### Request:
Reproduce the stretch of the records below from the line containing "Spot the short" through the end of the records, keeping every line unchanged.

::::::

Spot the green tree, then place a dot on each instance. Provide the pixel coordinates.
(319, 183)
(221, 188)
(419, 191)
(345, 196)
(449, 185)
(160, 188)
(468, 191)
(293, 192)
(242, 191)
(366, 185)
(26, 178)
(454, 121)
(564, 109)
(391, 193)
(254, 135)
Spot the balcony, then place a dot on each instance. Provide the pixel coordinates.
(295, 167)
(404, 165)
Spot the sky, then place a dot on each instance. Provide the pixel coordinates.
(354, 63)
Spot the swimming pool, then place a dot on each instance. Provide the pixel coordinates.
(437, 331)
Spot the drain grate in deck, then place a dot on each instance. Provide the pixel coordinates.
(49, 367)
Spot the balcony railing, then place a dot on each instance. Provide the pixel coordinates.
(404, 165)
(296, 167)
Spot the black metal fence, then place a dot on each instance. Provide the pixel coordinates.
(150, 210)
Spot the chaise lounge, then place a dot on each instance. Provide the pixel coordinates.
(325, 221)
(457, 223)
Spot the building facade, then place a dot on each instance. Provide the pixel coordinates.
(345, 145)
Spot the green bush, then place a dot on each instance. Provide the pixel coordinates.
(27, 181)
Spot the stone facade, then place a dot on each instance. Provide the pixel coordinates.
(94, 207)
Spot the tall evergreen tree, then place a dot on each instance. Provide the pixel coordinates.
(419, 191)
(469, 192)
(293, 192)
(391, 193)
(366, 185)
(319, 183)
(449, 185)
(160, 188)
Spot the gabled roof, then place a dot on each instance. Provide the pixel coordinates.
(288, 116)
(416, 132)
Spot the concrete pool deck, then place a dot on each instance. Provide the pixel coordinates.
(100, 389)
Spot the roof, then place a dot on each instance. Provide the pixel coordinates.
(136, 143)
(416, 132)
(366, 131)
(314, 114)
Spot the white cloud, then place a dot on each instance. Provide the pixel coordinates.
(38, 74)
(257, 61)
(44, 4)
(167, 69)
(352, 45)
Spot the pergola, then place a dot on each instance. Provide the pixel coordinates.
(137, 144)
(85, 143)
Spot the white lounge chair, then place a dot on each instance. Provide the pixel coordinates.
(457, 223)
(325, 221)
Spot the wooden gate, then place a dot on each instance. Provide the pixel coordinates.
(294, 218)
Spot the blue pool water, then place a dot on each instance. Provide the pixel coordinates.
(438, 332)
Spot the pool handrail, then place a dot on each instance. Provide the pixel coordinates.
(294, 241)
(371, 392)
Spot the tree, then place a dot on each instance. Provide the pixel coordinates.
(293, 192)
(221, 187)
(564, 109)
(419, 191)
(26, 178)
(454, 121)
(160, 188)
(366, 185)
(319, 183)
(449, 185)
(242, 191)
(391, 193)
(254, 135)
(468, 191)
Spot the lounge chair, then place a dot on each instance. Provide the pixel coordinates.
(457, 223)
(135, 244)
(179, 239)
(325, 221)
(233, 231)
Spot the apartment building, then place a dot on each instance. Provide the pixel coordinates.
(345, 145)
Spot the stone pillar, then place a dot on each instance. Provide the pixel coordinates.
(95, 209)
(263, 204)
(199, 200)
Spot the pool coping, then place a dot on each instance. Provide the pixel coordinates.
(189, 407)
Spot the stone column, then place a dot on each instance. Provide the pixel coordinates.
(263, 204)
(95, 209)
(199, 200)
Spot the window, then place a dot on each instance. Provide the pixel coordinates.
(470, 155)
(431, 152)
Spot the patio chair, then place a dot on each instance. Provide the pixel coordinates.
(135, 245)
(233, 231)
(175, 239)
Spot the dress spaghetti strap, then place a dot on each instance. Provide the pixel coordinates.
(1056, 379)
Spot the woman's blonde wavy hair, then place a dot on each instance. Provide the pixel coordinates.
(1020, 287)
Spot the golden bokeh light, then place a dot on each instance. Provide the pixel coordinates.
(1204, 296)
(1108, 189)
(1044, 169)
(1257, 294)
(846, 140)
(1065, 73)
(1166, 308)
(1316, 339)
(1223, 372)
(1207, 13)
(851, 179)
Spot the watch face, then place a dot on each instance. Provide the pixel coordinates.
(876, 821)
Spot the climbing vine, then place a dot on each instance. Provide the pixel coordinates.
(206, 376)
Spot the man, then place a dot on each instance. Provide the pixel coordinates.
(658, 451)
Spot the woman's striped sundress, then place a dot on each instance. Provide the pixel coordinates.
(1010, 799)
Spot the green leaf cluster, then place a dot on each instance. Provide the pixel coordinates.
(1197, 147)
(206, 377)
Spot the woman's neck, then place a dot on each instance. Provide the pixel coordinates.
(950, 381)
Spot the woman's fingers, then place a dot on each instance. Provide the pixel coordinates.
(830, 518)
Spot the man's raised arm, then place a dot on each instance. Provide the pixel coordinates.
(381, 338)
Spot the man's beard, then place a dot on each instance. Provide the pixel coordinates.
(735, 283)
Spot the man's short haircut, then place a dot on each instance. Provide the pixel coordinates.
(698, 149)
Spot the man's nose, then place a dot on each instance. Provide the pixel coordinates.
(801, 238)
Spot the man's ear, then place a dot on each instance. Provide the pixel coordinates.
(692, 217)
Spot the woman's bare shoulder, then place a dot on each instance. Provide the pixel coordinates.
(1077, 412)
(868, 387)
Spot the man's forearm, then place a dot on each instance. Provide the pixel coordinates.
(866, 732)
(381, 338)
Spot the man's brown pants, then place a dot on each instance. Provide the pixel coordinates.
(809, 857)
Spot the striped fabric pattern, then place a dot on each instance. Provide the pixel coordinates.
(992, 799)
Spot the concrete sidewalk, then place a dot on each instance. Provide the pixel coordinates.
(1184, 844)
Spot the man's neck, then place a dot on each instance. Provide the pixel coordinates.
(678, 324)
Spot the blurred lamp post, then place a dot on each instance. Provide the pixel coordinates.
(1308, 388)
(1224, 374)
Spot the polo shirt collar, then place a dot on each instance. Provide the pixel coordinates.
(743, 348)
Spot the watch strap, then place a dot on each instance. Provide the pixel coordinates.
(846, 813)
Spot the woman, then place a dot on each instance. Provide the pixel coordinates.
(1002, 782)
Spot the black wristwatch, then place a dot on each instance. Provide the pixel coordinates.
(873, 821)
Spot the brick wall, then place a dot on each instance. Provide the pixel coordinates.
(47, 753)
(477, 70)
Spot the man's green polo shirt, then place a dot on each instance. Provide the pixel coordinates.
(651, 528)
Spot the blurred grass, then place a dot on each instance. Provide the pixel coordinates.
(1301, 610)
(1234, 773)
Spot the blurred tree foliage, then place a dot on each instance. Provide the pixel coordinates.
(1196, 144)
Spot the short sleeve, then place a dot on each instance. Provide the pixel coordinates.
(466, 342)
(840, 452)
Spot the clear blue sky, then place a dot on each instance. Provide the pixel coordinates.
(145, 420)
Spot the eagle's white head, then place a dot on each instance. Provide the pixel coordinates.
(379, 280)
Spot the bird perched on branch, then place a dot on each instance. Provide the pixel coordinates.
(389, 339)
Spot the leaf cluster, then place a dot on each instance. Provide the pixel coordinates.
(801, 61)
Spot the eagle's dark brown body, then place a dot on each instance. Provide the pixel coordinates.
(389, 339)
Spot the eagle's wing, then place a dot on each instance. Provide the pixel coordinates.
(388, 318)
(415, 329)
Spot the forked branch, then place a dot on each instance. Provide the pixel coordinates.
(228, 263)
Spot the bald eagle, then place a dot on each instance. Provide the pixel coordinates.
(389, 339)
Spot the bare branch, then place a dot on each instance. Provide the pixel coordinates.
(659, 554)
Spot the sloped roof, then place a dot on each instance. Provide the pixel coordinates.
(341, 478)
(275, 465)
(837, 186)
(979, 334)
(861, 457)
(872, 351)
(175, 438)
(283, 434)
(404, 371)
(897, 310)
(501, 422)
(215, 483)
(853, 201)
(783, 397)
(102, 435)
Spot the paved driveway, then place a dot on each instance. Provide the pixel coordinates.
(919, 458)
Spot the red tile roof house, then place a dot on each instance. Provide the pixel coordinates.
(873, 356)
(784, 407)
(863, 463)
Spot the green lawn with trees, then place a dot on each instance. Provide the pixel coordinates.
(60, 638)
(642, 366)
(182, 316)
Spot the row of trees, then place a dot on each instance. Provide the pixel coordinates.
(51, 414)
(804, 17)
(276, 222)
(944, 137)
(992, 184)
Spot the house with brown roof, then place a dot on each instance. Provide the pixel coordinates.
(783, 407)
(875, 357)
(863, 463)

::::::

### Result:
Spot the short sleeve, then place a dot on each instance. Provide the pixel coordinates.
(466, 342)
(840, 452)
Spot the clear blue sky, then place a dot on each instance. Provide the pixel coordinates.
(145, 420)
Spot the eagle's white head, then place a dot on each instance. Provide the pixel coordinates.
(379, 280)
Spot the bird perched on branch, then place a dot on each instance. Provide the pixel coordinates.
(389, 339)
Spot the leaf cluster, then place a dot on each instance. Provide the pixel coordinates.
(801, 61)
Spot the eagle's dark brown body, then place a dot on each instance. Provide the pixel coordinates.
(389, 339)
Spot the eagle's wing, then place a dot on each instance. Provide the pixel coordinates.
(388, 318)
(415, 329)
Spot the forked branch, then place a dot on each instance. Provide the pixel coordinates.
(228, 263)
Spot the bald eagle, then place a dot on each instance. Provide the pixel coordinates.
(389, 339)
Spot the bare branch, then place a dot on each instance. Provide the pixel coordinates.
(659, 554)
Spot the sloped roof, then place a dot on each instance. Provide the pixel coordinates.
(341, 478)
(275, 465)
(837, 186)
(979, 334)
(861, 457)
(872, 351)
(175, 438)
(283, 434)
(404, 371)
(897, 310)
(501, 422)
(215, 483)
(853, 201)
(783, 397)
(102, 435)
Spot the paved driveway, then place a dot on each instance. Provide the pixel coordinates.
(919, 458)
Spot the red tile roof house, then place a dot on each instance. Provide the pixel coordinates.
(873, 356)
(784, 407)
(863, 463)
Spot the green lawn with trees, then place a dot on each instance. Provide the pixel coordinates.
(60, 638)
(642, 366)
(182, 316)
Spot the row of trees, then place a dot on each instance. Provide the pixel coordinates.
(51, 414)
(804, 17)
(276, 222)
(944, 137)
(992, 184)
Spot the house with brown roof, then place a dot on each instance. Provide the pixel coordinates.
(783, 407)
(875, 357)
(863, 463)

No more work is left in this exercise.